• [Exercise description] Report each line from the entries in which "tree" can be found.
··· Extracted material ···
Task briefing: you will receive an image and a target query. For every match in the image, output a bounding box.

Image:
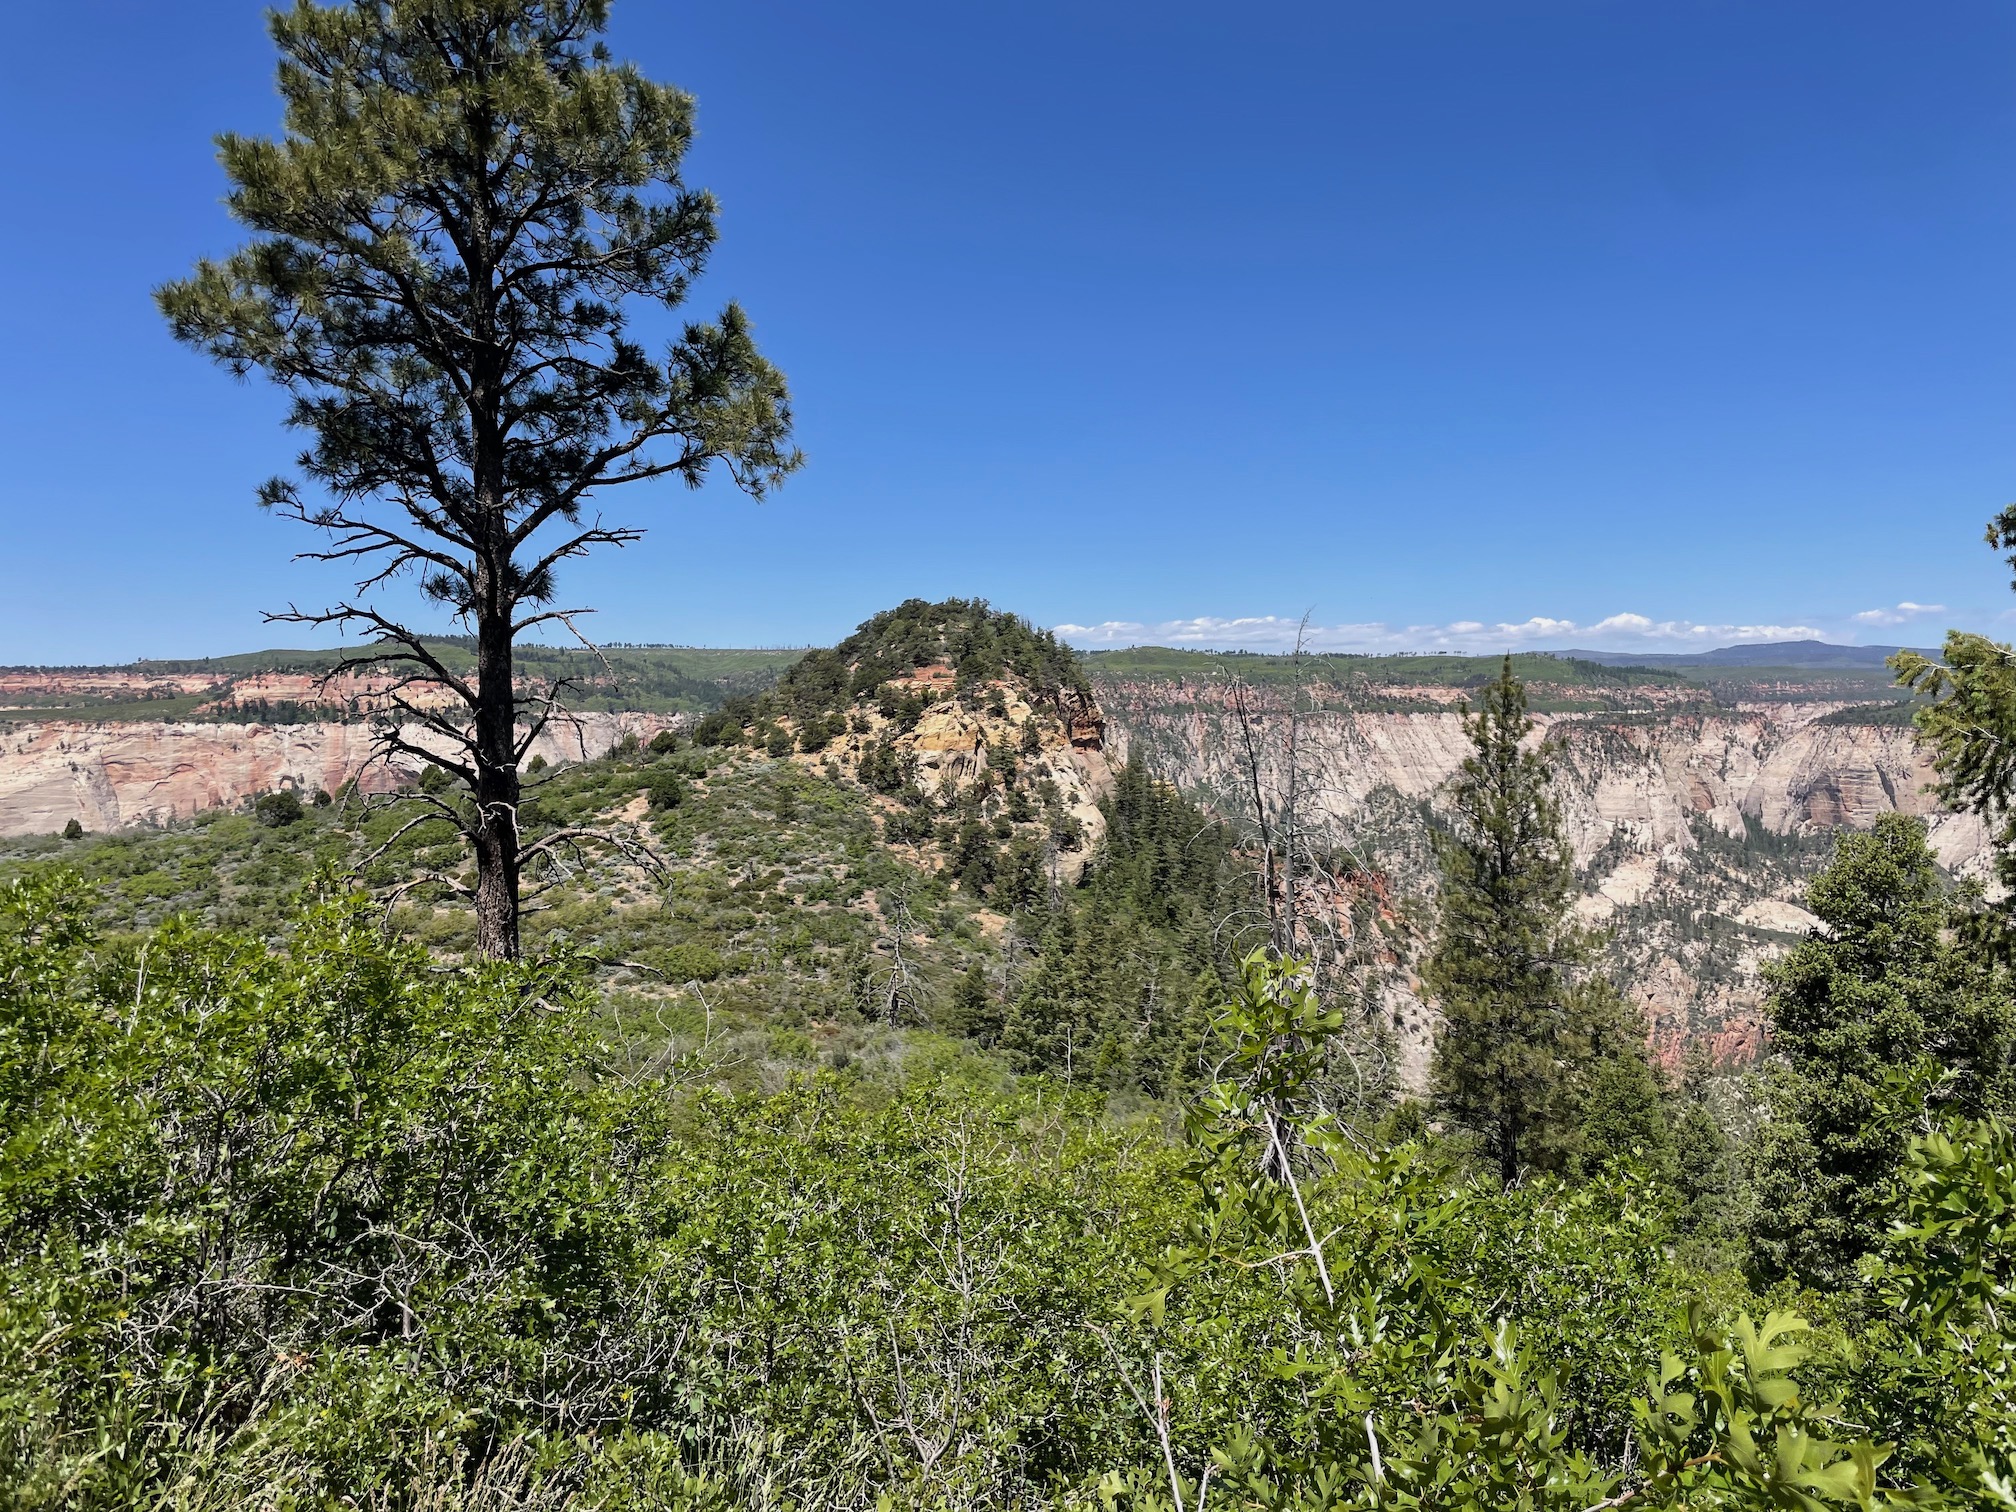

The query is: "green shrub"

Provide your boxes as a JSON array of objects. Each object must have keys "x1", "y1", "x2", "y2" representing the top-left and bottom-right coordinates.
[
  {"x1": 253, "y1": 789, "x2": 304, "y2": 827},
  {"x1": 692, "y1": 708, "x2": 744, "y2": 747},
  {"x1": 656, "y1": 941, "x2": 724, "y2": 982}
]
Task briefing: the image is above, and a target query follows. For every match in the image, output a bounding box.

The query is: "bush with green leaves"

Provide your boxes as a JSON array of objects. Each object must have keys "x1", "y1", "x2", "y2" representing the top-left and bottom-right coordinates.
[
  {"x1": 0, "y1": 875, "x2": 680, "y2": 1507},
  {"x1": 1105, "y1": 951, "x2": 1941, "y2": 1512},
  {"x1": 6, "y1": 874, "x2": 2014, "y2": 1509},
  {"x1": 1846, "y1": 1117, "x2": 2016, "y2": 1501},
  {"x1": 253, "y1": 787, "x2": 305, "y2": 827}
]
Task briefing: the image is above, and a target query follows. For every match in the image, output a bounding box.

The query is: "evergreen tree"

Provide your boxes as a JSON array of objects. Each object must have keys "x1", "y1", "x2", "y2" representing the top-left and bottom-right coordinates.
[
  {"x1": 946, "y1": 961, "x2": 1002, "y2": 1044},
  {"x1": 158, "y1": 0, "x2": 799, "y2": 958},
  {"x1": 1748, "y1": 813, "x2": 2015, "y2": 1287},
  {"x1": 1570, "y1": 1043, "x2": 1672, "y2": 1181},
  {"x1": 1670, "y1": 1047, "x2": 1734, "y2": 1240},
  {"x1": 995, "y1": 760, "x2": 1245, "y2": 1094},
  {"x1": 1562, "y1": 978, "x2": 1673, "y2": 1180},
  {"x1": 1427, "y1": 657, "x2": 1643, "y2": 1187},
  {"x1": 1895, "y1": 511, "x2": 2016, "y2": 964}
]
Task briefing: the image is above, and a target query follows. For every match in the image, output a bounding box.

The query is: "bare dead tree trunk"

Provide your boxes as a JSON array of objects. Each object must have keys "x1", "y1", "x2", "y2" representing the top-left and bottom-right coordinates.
[
  {"x1": 1281, "y1": 611, "x2": 1315, "y2": 956},
  {"x1": 1230, "y1": 679, "x2": 1282, "y2": 951}
]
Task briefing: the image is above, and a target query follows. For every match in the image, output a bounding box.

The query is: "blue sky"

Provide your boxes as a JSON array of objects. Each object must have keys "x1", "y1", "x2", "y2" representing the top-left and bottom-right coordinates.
[{"x1": 3, "y1": 0, "x2": 2013, "y2": 662}]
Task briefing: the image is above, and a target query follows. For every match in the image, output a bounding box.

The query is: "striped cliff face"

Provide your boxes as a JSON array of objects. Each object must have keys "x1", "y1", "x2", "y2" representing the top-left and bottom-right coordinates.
[
  {"x1": 1092, "y1": 673, "x2": 1977, "y2": 1078},
  {"x1": 0, "y1": 712, "x2": 689, "y2": 838}
]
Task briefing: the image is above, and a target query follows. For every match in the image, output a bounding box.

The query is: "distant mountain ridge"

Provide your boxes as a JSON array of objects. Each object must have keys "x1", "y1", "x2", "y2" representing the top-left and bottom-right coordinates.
[{"x1": 1558, "y1": 639, "x2": 1938, "y2": 670}]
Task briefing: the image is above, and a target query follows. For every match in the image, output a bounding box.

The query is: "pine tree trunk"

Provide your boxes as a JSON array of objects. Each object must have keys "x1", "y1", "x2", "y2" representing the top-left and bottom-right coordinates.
[
  {"x1": 471, "y1": 527, "x2": 521, "y2": 959},
  {"x1": 467, "y1": 202, "x2": 520, "y2": 961}
]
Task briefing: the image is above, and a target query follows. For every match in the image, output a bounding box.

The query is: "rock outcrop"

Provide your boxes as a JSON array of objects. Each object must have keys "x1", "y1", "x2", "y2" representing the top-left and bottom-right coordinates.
[{"x1": 800, "y1": 680, "x2": 1114, "y2": 878}]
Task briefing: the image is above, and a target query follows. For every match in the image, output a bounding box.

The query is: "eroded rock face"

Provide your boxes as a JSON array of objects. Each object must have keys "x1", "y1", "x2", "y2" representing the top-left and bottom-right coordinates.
[
  {"x1": 812, "y1": 683, "x2": 1113, "y2": 878},
  {"x1": 1101, "y1": 691, "x2": 1967, "y2": 869},
  {"x1": 1095, "y1": 679, "x2": 1983, "y2": 1073},
  {"x1": 0, "y1": 713, "x2": 684, "y2": 837}
]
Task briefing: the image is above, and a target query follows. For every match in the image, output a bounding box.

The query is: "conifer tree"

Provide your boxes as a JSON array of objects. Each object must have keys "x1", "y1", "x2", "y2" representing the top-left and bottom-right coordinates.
[
  {"x1": 1426, "y1": 656, "x2": 1632, "y2": 1187},
  {"x1": 158, "y1": 0, "x2": 800, "y2": 958},
  {"x1": 946, "y1": 961, "x2": 1001, "y2": 1044},
  {"x1": 1748, "y1": 813, "x2": 2014, "y2": 1287}
]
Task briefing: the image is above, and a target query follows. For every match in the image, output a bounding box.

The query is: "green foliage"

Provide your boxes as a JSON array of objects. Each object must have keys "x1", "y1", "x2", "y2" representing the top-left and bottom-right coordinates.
[
  {"x1": 1748, "y1": 814, "x2": 2014, "y2": 1288},
  {"x1": 1429, "y1": 657, "x2": 1660, "y2": 1185},
  {"x1": 1632, "y1": 1309, "x2": 1892, "y2": 1511},
  {"x1": 0, "y1": 880, "x2": 669, "y2": 1506},
  {"x1": 692, "y1": 703, "x2": 750, "y2": 747},
  {"x1": 3, "y1": 874, "x2": 2014, "y2": 1508},
  {"x1": 1107, "y1": 952, "x2": 1902, "y2": 1512},
  {"x1": 1898, "y1": 629, "x2": 2016, "y2": 962},
  {"x1": 999, "y1": 762, "x2": 1245, "y2": 1094},
  {"x1": 0, "y1": 877, "x2": 1193, "y2": 1507},
  {"x1": 253, "y1": 787, "x2": 305, "y2": 826},
  {"x1": 1854, "y1": 1118, "x2": 2016, "y2": 1499},
  {"x1": 59, "y1": 818, "x2": 82, "y2": 840},
  {"x1": 767, "y1": 598, "x2": 1092, "y2": 728}
]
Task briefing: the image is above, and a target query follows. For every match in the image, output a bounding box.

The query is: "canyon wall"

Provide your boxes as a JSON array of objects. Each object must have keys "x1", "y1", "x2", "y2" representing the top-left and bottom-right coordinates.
[
  {"x1": 0, "y1": 713, "x2": 684, "y2": 838},
  {"x1": 1, "y1": 672, "x2": 1978, "y2": 1078},
  {"x1": 1095, "y1": 678, "x2": 1983, "y2": 1073}
]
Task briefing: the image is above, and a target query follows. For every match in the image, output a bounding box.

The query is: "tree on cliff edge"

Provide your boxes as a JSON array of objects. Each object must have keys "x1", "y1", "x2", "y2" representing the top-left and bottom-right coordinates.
[{"x1": 158, "y1": 0, "x2": 800, "y2": 957}]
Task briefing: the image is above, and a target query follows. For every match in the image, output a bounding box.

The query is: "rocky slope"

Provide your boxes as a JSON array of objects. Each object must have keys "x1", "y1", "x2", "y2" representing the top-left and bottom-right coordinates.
[
  {"x1": 1094, "y1": 674, "x2": 1980, "y2": 1070},
  {"x1": 823, "y1": 676, "x2": 1114, "y2": 878}
]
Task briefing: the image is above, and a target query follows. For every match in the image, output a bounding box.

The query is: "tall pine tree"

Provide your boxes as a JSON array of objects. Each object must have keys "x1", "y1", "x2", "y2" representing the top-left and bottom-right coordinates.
[
  {"x1": 1426, "y1": 657, "x2": 1648, "y2": 1186},
  {"x1": 158, "y1": 0, "x2": 800, "y2": 958}
]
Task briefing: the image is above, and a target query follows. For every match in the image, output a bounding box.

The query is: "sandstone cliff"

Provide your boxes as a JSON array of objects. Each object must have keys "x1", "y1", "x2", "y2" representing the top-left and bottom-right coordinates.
[
  {"x1": 1094, "y1": 676, "x2": 1979, "y2": 1073},
  {"x1": 785, "y1": 676, "x2": 1115, "y2": 881},
  {"x1": 0, "y1": 713, "x2": 683, "y2": 838}
]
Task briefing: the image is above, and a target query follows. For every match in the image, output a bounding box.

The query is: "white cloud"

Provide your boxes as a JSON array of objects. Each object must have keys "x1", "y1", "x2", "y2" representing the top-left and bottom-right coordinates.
[
  {"x1": 1052, "y1": 612, "x2": 1825, "y2": 654},
  {"x1": 1852, "y1": 601, "x2": 1946, "y2": 628}
]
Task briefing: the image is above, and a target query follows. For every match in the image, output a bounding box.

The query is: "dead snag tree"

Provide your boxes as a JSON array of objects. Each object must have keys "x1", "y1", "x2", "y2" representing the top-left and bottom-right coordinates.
[{"x1": 159, "y1": 0, "x2": 801, "y2": 957}]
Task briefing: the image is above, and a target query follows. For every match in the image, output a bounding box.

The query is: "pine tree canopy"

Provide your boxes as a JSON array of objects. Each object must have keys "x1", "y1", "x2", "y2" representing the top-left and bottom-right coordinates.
[
  {"x1": 1748, "y1": 813, "x2": 2015, "y2": 1286},
  {"x1": 1428, "y1": 656, "x2": 1599, "y2": 1186},
  {"x1": 155, "y1": 0, "x2": 801, "y2": 958}
]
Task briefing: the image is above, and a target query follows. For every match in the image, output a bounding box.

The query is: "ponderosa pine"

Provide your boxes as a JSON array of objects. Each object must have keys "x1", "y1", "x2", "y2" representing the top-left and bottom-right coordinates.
[{"x1": 157, "y1": 0, "x2": 800, "y2": 958}]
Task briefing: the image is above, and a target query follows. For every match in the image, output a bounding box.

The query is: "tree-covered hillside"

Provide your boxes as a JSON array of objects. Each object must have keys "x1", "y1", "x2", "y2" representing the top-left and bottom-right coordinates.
[{"x1": 6, "y1": 598, "x2": 2016, "y2": 1507}]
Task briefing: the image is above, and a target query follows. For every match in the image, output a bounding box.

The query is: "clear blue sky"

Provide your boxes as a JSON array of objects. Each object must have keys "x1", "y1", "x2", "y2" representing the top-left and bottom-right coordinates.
[{"x1": 3, "y1": 0, "x2": 2013, "y2": 661}]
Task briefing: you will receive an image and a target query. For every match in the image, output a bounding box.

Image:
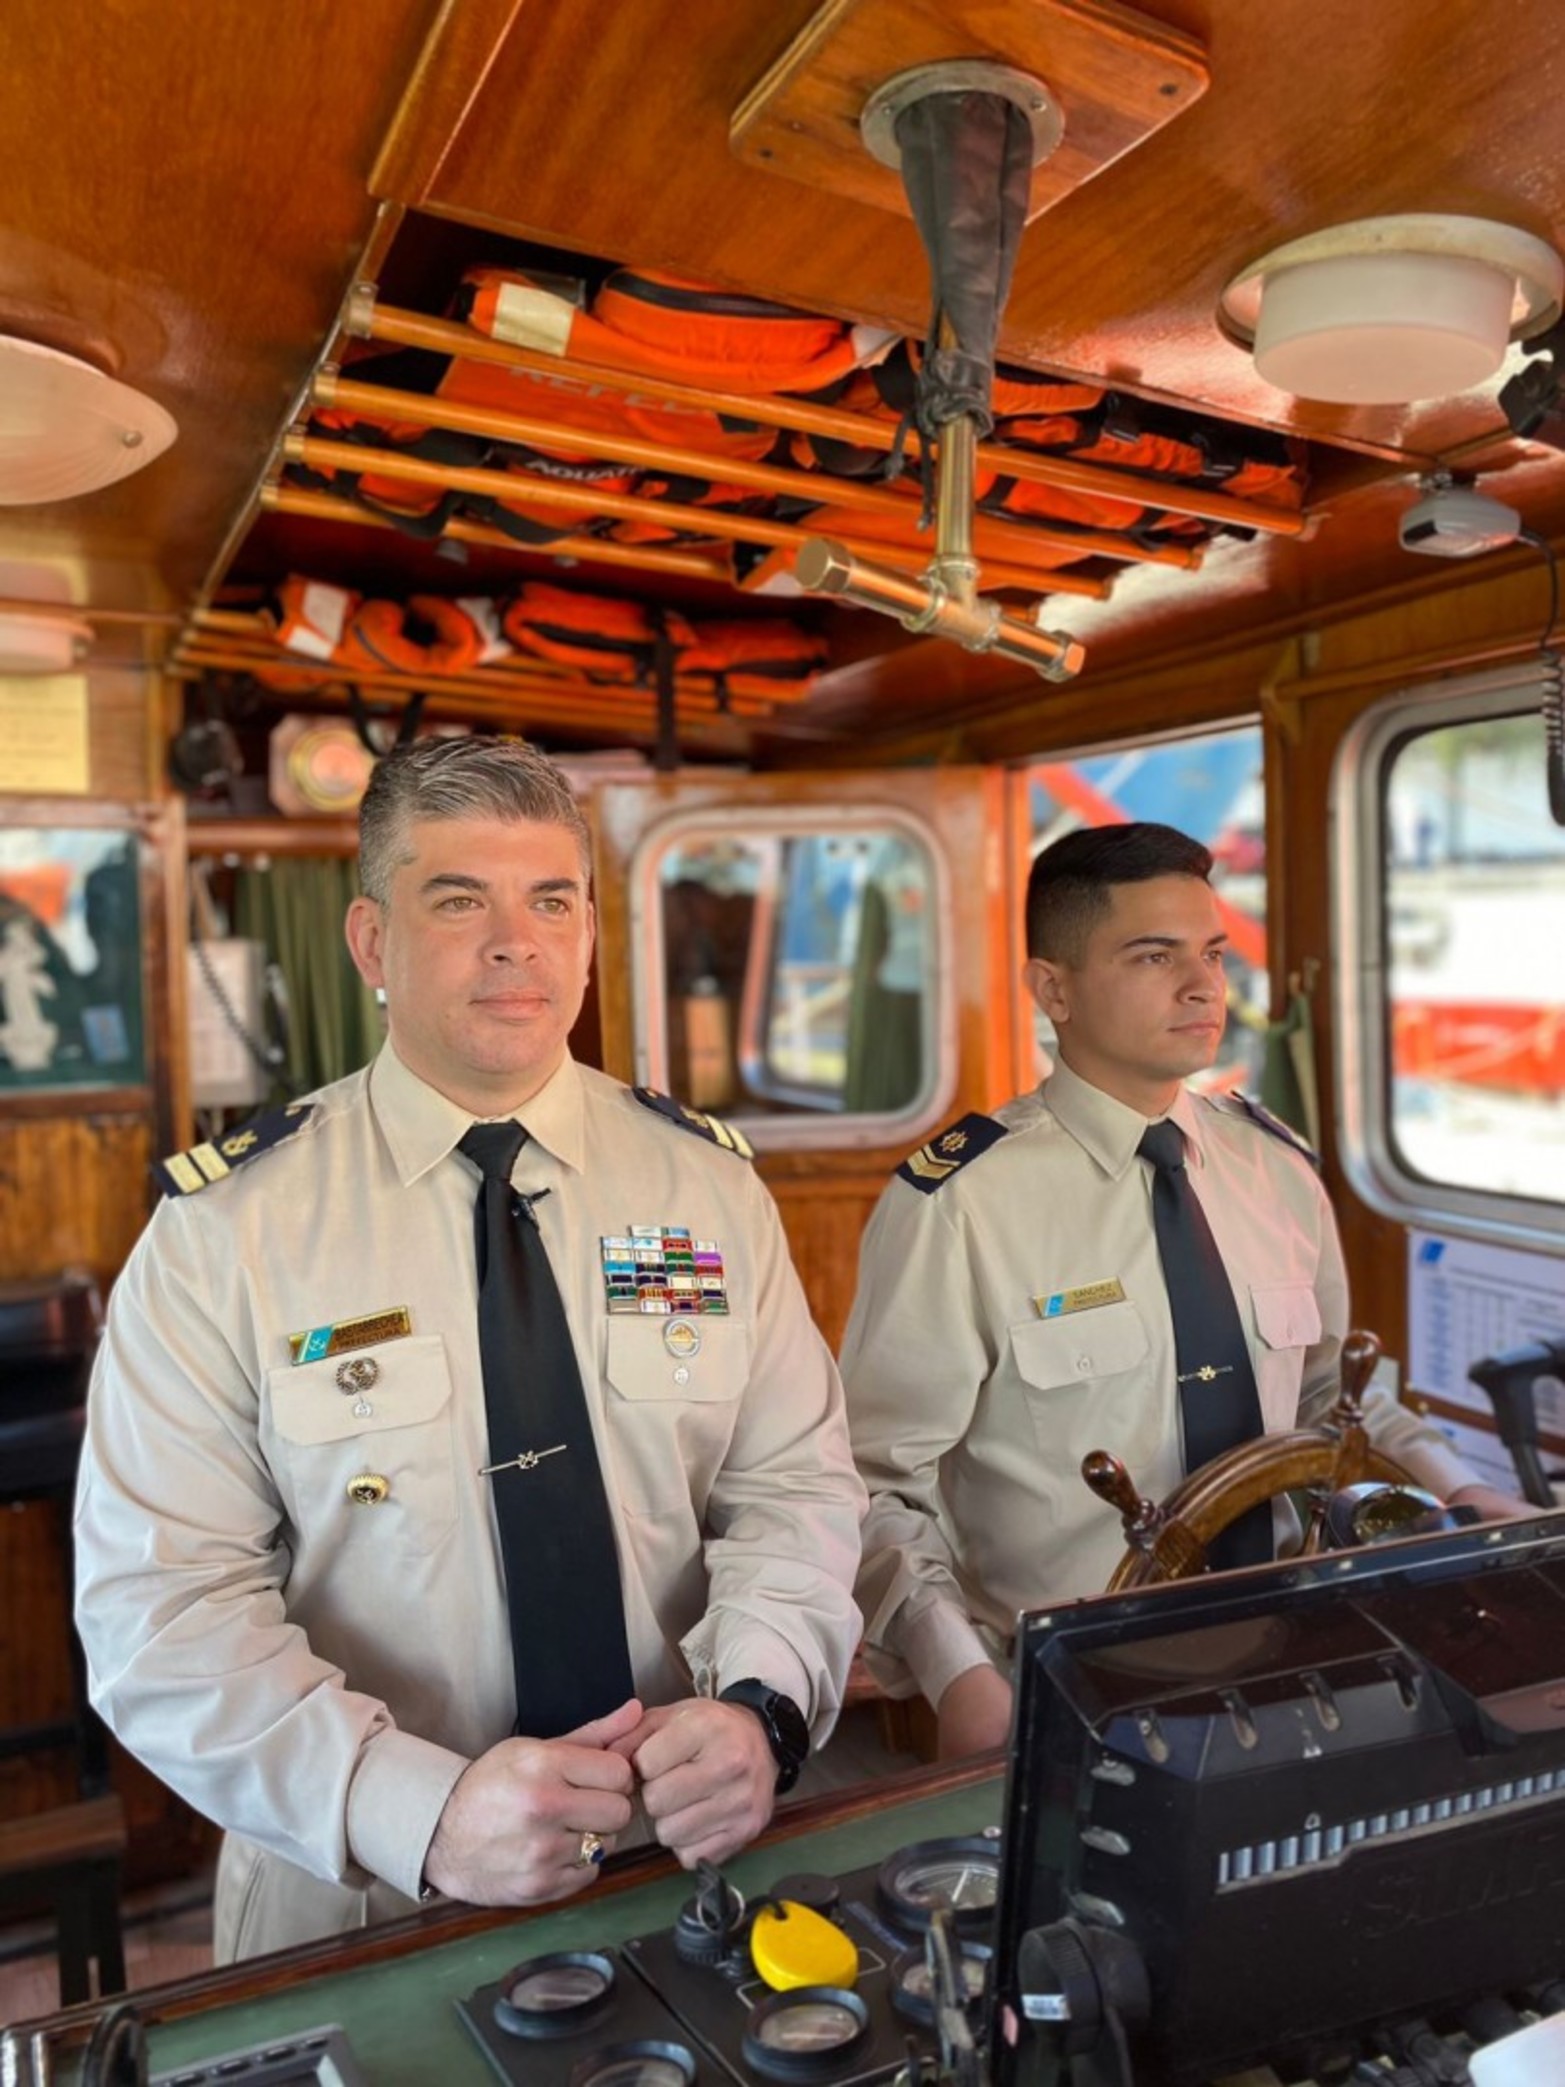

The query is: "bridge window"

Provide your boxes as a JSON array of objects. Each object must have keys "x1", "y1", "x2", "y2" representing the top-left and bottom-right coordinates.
···
• [Task answer]
The query is: "evergreen tree"
The query is: "bare dead tree trunk"
The query is: "pine tree trunk"
The query is: "conifer tree"
The query is: "tree on cliff edge"
The query is: "tall pine tree"
The query is: "dead snag tree"
The query is: "pine tree canopy"
The query is: "tree-covered hillside"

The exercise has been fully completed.